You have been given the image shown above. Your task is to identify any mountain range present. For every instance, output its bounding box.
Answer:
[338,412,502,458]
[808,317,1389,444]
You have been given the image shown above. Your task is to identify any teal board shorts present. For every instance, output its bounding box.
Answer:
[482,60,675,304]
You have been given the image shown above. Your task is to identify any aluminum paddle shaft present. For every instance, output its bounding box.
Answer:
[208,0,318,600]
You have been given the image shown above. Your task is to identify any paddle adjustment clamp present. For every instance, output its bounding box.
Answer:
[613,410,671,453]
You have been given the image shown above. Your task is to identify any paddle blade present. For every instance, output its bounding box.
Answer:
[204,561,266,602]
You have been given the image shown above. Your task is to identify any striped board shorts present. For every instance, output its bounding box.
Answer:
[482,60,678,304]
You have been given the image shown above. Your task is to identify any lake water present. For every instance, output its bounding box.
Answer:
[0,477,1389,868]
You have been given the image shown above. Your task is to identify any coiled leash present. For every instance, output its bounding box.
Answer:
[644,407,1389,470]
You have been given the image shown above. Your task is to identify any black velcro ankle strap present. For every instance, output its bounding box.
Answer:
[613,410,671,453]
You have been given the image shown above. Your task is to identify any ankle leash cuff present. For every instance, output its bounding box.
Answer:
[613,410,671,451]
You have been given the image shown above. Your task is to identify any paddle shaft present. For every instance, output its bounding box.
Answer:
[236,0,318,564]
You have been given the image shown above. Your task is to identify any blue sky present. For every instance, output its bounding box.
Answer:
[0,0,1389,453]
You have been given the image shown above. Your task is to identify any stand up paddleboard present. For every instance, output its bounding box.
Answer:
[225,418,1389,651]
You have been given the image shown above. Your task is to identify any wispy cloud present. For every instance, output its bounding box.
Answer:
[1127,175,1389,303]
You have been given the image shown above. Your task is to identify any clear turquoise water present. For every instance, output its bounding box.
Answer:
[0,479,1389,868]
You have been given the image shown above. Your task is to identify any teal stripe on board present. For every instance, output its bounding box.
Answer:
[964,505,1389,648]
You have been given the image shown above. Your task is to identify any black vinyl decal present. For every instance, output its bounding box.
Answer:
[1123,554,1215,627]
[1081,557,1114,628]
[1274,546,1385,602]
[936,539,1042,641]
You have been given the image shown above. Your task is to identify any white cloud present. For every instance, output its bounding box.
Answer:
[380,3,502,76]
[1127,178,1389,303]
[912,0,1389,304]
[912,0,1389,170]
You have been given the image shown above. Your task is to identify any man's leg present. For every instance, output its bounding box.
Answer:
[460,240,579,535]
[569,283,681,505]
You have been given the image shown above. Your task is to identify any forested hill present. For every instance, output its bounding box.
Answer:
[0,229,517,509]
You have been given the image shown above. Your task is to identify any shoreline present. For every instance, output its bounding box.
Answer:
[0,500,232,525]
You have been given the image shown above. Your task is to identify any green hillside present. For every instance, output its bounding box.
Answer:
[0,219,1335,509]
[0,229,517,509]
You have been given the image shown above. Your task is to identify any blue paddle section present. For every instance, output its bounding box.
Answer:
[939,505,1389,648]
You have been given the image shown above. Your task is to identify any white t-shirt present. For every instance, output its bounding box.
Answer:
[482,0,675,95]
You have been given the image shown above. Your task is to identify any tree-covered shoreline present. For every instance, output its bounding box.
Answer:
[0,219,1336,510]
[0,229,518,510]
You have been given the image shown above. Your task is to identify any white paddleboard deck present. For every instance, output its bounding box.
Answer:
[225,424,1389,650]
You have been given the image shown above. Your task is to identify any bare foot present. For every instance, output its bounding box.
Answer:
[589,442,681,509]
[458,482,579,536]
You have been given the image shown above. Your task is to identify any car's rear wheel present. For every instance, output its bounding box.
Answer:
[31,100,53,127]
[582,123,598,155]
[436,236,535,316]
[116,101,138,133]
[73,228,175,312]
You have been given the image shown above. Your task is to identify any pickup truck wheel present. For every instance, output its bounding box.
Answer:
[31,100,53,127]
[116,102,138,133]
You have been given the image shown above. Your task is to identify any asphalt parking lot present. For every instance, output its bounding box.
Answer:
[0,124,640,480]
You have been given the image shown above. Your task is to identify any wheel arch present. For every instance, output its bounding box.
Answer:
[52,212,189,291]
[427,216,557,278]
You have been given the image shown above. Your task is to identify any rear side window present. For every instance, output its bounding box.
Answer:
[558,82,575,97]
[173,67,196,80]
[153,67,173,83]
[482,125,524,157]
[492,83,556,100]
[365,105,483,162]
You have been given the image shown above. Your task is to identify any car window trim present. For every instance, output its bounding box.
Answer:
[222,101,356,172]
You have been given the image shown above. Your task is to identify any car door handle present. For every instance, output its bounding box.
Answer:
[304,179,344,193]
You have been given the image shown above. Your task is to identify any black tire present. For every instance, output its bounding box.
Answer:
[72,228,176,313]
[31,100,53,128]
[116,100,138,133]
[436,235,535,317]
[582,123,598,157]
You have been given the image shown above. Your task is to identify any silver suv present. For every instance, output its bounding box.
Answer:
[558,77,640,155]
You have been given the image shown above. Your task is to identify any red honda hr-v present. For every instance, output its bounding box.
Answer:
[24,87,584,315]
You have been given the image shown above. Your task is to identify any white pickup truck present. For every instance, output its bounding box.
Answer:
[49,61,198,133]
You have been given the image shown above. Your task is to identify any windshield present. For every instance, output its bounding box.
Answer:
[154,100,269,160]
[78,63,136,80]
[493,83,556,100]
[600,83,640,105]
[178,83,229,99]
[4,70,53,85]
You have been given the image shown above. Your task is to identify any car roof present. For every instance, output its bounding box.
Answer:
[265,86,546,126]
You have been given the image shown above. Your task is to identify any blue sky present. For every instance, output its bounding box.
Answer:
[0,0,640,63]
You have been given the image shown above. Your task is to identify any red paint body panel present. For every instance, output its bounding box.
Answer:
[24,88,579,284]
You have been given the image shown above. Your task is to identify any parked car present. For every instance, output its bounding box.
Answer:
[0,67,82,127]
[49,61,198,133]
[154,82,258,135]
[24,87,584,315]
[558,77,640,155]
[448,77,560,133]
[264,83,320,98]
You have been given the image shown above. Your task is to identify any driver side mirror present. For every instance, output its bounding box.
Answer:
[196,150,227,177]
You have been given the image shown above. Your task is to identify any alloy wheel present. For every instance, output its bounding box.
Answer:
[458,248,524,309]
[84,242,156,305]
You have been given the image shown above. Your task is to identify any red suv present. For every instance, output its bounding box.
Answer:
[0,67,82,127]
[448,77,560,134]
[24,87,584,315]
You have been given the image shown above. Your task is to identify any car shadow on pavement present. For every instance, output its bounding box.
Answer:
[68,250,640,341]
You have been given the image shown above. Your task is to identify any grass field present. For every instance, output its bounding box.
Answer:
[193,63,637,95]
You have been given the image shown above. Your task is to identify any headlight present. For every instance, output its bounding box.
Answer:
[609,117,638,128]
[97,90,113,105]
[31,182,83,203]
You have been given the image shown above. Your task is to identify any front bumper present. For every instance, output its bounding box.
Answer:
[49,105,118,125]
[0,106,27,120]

== Problem requirements ==
Could you write out all of the records above again, swapping "For every instance" for "For each instance" wherever it occurs and leaving everything else unchanged?

== Task output ==
You have been given the image shown above. Your task is to identify any mountain range present. For each instance, output its bounding box.
Answer:
[338,412,502,458]
[808,317,1389,444]
You have been given the image shown above. Your task is to identify any teal board shorts present. For each instance, output its bounding box.
Answer:
[482,60,675,304]
You have been given the image shown above. Your task is to identify any aluminum paddle shaft present. For each instance, output its bounding box.
Answer:
[208,0,318,600]
You have been given the image shown above. Your task is to identify any paddle adjustment clamp present. For each instance, output its bounding box.
Answer:
[613,410,671,453]
You have been given the image shown above. Your task is to identify any paddle blade present. For each instance, output its bounding box.
Answer:
[204,561,266,602]
You have been given the image shown above. Your task is to identify any striped board shorts present. For each instance, output its bounding box.
Answer:
[482,60,678,304]
You have been given the image shown above. Your task is to identify any lake water present. For each instance, output its bounding box.
Answer:
[0,477,1389,868]
You have been given the image shown above. Your task is to identify any coiled leash present. For each instance, output its bounding box.
Answer:
[644,407,1389,470]
You have been given the image shown above. Your task is to identify any black velcro ankle strap present. For each instance, output its bounding box.
Answer:
[613,410,671,453]
You have been given the image shown above. Your task is to identify any ankle leash cuff present. For each instance, output its bounding box.
Answer:
[613,410,671,451]
You have been given the image shown above. Your task is to identify any paddle shaft present. For each instance, output its bounding box.
Answer:
[236,0,318,564]
You have been given the image shown above. Your task is to identify any blue sky present. For each instance, output its bounding box.
Answer:
[0,0,1389,453]
You have been given the image shown above. Your task is to identify any stand up paddleboard present. For each instance, output its bounding box.
Answer:
[225,418,1389,651]
You have been given the image shown above. Your task is to identify any wispy cloud present. For each instance, output its bounding box.
Answer:
[1127,175,1389,303]
You have been given the image shown above. Your task is to identify any clear turquoise water present. For each instance, output its bounding box.
Answer:
[0,479,1389,868]
You have been given the image shown above. Your task is to identify any teal stripe on board present. For each instance, output its bounding box.
Answer:
[964,505,1389,648]
You have been given the image shown above. Your task is to identify any black vinyl decal present. For each instance, output its bounding box.
Answer:
[1123,554,1215,627]
[1081,557,1114,628]
[1274,546,1385,602]
[936,539,1042,641]
You have been given the image shown above. Your task is to identify any white cloud present. For each instance, output its bounding box.
Answer:
[380,3,502,76]
[1127,178,1389,303]
[912,0,1389,304]
[912,0,1389,170]
You have been given the image shown above. Your task is to identify any man's leg present. For each instance, output its bounding box.
Answer:
[460,240,579,535]
[569,283,681,505]
You have been given the image shown above. Your task is to identify any forested hill present. For each instance, output its bounding box.
Answer:
[0,229,517,509]
You have been given the image shown above. Your task is to identify any shoreline present. For each instance, output its bounding box.
Answer:
[0,500,232,525]
You have been given the image shown above. Your task is to identify any green hillside present. For each instance, output its bounding box.
Answer:
[0,219,1335,509]
[0,229,517,509]
You have been given the image shown above. Your task is to identify any blue paddle section present. For each instance, output its bounding box.
Answer:
[939,505,1389,648]
You have been given the image shown above. Your task is to identify any white t-shirt present. For each instance, output its bounding box.
Answer:
[482,0,675,95]
You have been given the image shown above. Your task is to identify any tree-covered shoreline present. For each instance, output its bounding box.
Answer:
[0,219,1336,510]
[0,229,518,510]
You have been given the image shown above. Your task is to identify any white paddleboard deck present. For each instance, output its bounding box.
Answer:
[225,424,1389,650]
You have been given the image shown above. Your task is to identify any bare foot present. For each instance, output its bounding box.
Answer:
[589,442,681,509]
[458,482,579,536]
You have been given the image shown above. Your task is to identify any car's rear wheel present. For each instance, output its bounding box.
Answer:
[31,100,53,127]
[582,123,598,155]
[436,236,535,316]
[116,101,138,133]
[73,228,175,312]
You have been given the image shown above. Your task is to identify any pickup truck wheel present. For each instance, output its bounding box.
Answer:
[31,100,53,127]
[116,102,138,133]
You have been given the image shown above. Your task is to identify any asphalt parking lot present. For each instance, output its bounding box.
Answer:
[0,124,640,480]
You have been given the image shown above. Your task is to identify any wheel arch present. For each instance, output its bounding box.
Answer:
[52,212,189,291]
[427,216,557,278]
You have been given the image shown above. Your task is to identify any rear side window present. For each instance, output its bounding box.
Answer:
[558,82,575,97]
[173,67,196,80]
[153,67,173,83]
[482,125,524,157]
[492,83,556,100]
[365,105,483,162]
You have been given the image shown above. Your task is to identify any car window trim present. For each instance, output its bounding box.
Answer:
[222,101,356,172]
You have been given the image shown above. Your task is to identify any car door handle present. For each instance, output its bounding box.
Answer:
[304,179,344,193]
You have been given the image shown above. Your task is to identify any black tire present. For each instance, output its bounding box.
Answer:
[72,228,176,313]
[31,100,53,128]
[116,100,138,133]
[436,235,535,317]
[582,123,598,157]
You have been given the image shown above. Your task is to identify any silver suv present. For each instance, output its bounding box.
Answer:
[558,77,640,155]
You have been given the image shown above. Your task is to identify any red honda hr-v present. For each instance, output its bounding box.
Answer:
[24,87,584,315]
You have been given the image shown above. Your task is to identify any white pickup truck present. For each instance, output its bounding box.
Answer:
[49,61,198,133]
You have been given the image shown above. Your task is to identify any windshield present. For each instance, output its bounding box.
Answer:
[154,100,269,160]
[78,63,136,80]
[493,83,556,100]
[600,83,640,105]
[178,83,229,99]
[4,70,53,85]
You have been given the image shown above. Your task is to identify any car roof present. For each instance, output its bounding box.
Answer:
[265,86,546,126]
You have been given the image shown above. Your task is to identify any blue sky present. For each instance, output its bounding box.
Answer:
[0,0,640,63]
You have been given the image shown above. Your task is to identify any red paint body panel present. For each instance, output its bounding box.
Answer:
[24,88,579,284]
You have been given the image shown above. Your task is to identify any parked car present. For each instance, output its bounding box.
Answer:
[0,67,82,127]
[49,61,198,133]
[154,82,258,135]
[24,87,584,315]
[558,77,640,155]
[448,77,560,133]
[264,83,320,98]
You have been given the image shown above. Your task is to identify any driver side mirror present. For each instance, output its bounding box.
Answer:
[196,150,227,177]
You have been given the image shown above. Your task is to identify any alloy wheel present. For each instance, output its bounding box.
Answer:
[458,248,524,309]
[84,242,156,305]
You have been given the image shown above. Your task is to identify any red suv present. For each instance, output its bounding box.
Answer:
[0,67,82,127]
[448,77,560,134]
[24,87,584,315]
You have been given the image shown above. Your task is to identify any car shadow on pavement present. For each instance, output its bounding box.
Answer:
[68,250,640,341]
You have been given the image shown above. Your task is to identify any grass field present. For each instance, output its bounding box.
Answer:
[193,63,637,95]
You have been given the image shown above. Your task is to identify any headlight present. For each instance, output its bounding box.
Answer:
[609,117,638,128]
[97,90,113,105]
[31,182,83,203]
You have been given the image shown above. Your task is to identify any front bumper present. For each instance, output its bounding box.
Answer:
[49,105,118,125]
[0,106,27,120]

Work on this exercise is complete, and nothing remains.